## Goals
- a) From the matrix question, list the entries of the row matrix Q in order.
- b) Pull out every line of the records that contains the string "soccer", treating uppercase and lowercase as distinct.

## Source
* begin *
Question

\(\text{ If } P = \begin{bmatrix} -1 \\ 2 \\ 1 \end{bmatrix} \text{ and } Q = \begin{bmatrix} 2 & -4 & 1 \end{bmatrix} \text{ are two matrices, then } (PQ)^T \text{ will be:}\)

• A. \(\begin{bmatrix} 4 & 5 & 7 \\ -3 & -3 & 0 \\ 0 & -3 & -2 \end{bmatrix}\)
• B. \(\begin{bmatrix} -2 & 4 & 2 \\ 4 & -8 & -4 \\ -1 & 2 & 1 \end{bmatrix}\)
• C. \(\begin{bmatrix} 5 & 5 & 2 \\ 7 & 6 & 7 \\ -9 & -7 & 0 \end{bmatrix}\)
• D. \(\begin{bmatrix} -2 & 4 & 8 \\ 7 & 5 & 7 \\ -8 & -2 & 6 \end{bmatrix}\)

Hint:

When performing matrix multiplication, especially with a column matrix and a row matrix, remember that the resulting matrix's dimensions are determined by the row count of the column matrix and the column count of the row matrix. The outer product of a \( m \times 1 \) and \( 1 \times n \) matrix results in a matrix of dimensions \( m \times n \). For transposing a matrix, simply swap the rows with columns, and this operation is essential for many matrix-related problems. Don't forget that matrix multiplication follows the distributive property, so you can multiply each element of the rows and columns accordingly.

Answer 1

The Correct Option is B

To find \( (PQ)' \), we first compute the product \( PQ \) where:

• \( P \) is a column matrix of order \( 3 \times 1 \)
* end *
## Records to process
* begin *
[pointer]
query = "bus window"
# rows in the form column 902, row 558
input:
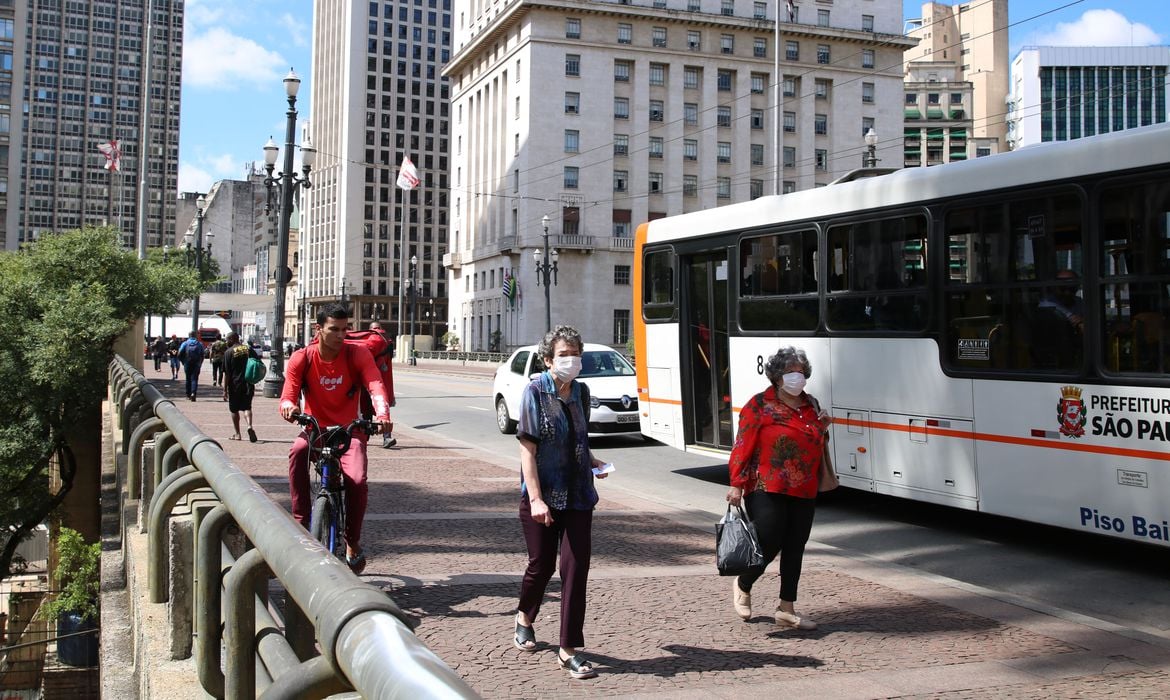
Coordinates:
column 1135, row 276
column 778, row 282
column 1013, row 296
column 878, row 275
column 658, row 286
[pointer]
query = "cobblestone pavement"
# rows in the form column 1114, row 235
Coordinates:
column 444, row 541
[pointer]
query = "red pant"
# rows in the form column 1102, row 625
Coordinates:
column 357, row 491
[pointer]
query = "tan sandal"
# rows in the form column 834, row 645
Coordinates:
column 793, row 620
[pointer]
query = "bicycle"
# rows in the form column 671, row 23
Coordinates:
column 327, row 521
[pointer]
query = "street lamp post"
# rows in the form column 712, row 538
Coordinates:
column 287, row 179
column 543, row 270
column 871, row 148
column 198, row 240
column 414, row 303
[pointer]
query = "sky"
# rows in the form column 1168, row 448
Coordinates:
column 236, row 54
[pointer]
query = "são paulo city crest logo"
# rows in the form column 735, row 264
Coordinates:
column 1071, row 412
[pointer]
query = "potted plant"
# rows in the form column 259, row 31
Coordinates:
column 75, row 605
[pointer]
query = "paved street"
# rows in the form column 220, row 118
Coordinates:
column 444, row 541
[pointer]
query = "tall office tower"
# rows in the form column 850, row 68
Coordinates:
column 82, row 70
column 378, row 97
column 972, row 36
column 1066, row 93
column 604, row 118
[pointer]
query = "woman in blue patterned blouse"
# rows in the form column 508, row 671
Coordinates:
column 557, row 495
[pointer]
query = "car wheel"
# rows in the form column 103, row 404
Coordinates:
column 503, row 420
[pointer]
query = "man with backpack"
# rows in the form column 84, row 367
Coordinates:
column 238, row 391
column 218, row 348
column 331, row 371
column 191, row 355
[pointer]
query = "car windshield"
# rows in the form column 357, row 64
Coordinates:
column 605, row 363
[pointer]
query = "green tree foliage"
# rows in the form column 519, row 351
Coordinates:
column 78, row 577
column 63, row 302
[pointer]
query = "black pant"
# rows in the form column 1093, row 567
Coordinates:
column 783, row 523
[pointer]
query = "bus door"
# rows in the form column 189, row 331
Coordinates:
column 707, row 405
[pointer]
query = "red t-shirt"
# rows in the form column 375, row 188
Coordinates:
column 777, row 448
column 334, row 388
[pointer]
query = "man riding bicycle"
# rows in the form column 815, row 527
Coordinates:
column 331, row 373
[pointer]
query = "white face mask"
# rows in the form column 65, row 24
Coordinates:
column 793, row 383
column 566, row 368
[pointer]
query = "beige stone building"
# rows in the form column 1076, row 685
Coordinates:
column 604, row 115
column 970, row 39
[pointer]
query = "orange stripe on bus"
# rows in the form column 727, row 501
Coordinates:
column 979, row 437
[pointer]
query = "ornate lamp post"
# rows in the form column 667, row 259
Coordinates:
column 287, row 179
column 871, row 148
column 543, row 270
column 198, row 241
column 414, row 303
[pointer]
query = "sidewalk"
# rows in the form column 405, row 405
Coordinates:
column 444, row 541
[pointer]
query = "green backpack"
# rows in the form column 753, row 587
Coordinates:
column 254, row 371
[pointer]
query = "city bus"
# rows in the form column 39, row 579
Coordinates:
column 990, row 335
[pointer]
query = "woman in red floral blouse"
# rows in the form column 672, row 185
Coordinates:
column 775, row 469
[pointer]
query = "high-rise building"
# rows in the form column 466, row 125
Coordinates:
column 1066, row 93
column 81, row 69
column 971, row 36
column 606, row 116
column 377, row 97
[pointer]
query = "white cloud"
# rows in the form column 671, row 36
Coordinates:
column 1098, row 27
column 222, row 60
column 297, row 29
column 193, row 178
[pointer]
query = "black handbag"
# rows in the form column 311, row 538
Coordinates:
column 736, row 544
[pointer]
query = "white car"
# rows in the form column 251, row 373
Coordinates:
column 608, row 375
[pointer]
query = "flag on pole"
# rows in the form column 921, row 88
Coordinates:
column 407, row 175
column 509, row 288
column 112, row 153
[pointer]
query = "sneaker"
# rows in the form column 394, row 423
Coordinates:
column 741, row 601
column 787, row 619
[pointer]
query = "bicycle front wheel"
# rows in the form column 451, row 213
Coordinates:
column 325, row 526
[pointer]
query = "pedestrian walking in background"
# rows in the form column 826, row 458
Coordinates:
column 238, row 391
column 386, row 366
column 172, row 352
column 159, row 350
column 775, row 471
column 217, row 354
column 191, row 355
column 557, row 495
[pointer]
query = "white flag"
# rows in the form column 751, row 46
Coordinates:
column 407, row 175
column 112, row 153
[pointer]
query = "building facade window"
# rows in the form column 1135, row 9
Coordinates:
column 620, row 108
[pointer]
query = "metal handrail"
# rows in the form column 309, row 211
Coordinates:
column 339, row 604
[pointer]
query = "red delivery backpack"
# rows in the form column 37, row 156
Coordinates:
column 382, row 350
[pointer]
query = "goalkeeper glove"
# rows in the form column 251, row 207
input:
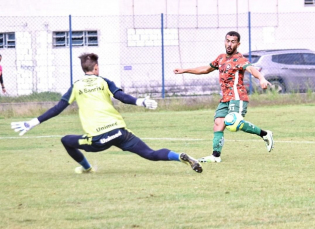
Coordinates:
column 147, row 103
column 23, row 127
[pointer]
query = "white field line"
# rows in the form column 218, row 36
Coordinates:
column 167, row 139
* end *
* begin *
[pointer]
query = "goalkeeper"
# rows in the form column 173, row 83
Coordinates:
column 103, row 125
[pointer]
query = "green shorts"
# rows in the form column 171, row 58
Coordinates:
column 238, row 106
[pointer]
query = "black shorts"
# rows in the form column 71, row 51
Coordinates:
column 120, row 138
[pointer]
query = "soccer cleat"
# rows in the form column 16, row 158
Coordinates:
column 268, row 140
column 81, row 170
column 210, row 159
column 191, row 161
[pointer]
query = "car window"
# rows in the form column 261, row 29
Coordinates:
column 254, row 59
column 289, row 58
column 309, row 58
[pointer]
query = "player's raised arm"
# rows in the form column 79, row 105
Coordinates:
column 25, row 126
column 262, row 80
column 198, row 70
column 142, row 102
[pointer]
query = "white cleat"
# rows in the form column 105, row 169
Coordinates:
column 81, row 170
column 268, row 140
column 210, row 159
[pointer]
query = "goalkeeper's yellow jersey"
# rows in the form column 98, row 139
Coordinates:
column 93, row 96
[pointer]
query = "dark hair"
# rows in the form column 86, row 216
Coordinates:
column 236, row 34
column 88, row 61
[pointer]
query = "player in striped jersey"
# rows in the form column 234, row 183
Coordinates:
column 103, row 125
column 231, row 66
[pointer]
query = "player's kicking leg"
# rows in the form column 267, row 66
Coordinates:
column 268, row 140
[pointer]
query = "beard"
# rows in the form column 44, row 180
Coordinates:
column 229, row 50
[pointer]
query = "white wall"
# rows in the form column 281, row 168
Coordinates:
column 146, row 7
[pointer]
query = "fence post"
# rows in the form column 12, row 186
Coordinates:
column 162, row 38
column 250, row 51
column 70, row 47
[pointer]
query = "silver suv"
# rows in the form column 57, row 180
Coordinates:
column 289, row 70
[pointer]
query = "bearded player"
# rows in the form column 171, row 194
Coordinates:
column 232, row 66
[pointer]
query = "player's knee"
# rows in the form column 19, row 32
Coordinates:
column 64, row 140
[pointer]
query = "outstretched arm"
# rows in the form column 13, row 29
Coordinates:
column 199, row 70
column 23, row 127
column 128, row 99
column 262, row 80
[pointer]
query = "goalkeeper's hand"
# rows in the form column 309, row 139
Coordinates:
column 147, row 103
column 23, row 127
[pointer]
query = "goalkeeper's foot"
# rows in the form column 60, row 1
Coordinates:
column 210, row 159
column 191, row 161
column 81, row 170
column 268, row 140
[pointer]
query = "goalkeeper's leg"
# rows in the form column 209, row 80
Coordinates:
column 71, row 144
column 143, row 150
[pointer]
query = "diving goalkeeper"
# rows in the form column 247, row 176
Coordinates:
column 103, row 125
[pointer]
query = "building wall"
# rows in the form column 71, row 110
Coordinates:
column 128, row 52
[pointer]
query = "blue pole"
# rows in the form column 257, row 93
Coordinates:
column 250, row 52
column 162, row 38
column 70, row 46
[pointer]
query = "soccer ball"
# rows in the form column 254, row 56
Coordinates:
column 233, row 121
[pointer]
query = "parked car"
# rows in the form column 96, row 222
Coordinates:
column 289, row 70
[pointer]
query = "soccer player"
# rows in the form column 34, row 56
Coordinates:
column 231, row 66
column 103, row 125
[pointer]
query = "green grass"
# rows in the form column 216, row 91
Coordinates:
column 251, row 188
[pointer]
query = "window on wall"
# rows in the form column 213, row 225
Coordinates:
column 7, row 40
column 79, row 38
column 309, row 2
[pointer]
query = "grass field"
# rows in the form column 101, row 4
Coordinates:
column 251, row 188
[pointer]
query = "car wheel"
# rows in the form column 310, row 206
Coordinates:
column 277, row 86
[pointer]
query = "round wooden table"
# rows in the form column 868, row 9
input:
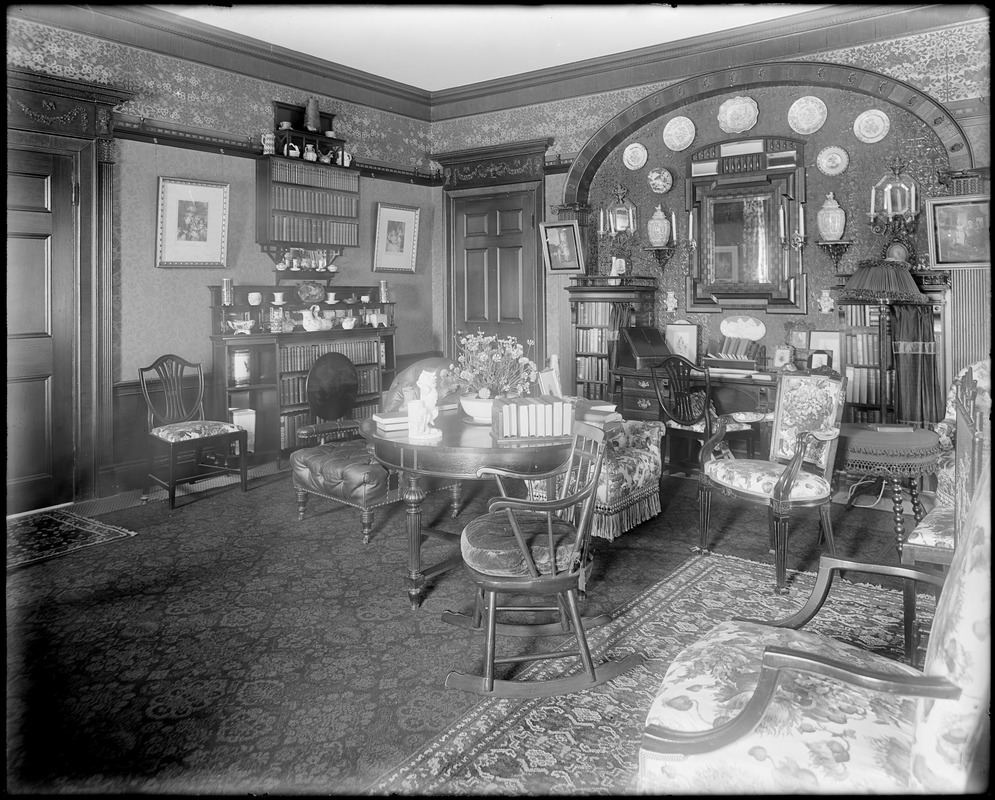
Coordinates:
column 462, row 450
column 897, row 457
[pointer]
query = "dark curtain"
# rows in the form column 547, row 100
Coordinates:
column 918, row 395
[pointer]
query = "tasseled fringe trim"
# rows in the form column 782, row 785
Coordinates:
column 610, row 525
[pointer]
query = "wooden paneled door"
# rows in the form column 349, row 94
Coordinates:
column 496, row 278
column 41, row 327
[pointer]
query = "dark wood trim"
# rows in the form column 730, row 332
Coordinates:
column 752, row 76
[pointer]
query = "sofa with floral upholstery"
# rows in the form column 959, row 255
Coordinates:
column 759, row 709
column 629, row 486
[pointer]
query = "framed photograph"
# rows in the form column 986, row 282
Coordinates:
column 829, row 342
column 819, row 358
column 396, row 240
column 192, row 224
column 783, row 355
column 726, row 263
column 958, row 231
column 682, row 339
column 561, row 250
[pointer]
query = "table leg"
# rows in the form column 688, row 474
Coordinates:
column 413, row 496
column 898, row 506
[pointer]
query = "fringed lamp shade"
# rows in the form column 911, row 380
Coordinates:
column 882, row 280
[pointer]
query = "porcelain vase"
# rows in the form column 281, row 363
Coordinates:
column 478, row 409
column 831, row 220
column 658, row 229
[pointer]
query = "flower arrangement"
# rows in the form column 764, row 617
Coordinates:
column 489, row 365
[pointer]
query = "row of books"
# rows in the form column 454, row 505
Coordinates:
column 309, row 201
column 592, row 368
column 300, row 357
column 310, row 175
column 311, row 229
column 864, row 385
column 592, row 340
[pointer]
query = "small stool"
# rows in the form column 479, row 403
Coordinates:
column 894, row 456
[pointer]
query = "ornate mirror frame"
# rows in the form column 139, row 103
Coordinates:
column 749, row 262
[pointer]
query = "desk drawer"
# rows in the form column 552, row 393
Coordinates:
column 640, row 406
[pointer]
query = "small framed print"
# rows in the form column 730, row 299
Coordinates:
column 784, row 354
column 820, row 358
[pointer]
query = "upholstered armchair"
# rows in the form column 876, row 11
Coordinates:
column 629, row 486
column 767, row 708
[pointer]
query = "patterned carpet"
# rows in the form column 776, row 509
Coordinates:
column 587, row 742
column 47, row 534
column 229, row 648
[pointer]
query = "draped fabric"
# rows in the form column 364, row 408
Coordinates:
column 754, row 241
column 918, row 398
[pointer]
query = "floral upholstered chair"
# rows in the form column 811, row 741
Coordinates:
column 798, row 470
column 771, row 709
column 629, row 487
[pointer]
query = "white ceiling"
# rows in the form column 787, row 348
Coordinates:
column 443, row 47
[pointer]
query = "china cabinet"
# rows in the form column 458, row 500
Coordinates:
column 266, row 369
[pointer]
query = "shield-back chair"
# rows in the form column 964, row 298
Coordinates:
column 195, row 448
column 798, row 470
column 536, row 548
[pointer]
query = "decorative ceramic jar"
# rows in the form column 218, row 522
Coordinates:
* end *
## Exercise results
- a) 2, -4, 1

- b)
query = "soccer cleat"
query = "soccer ball"
query = "soccer player"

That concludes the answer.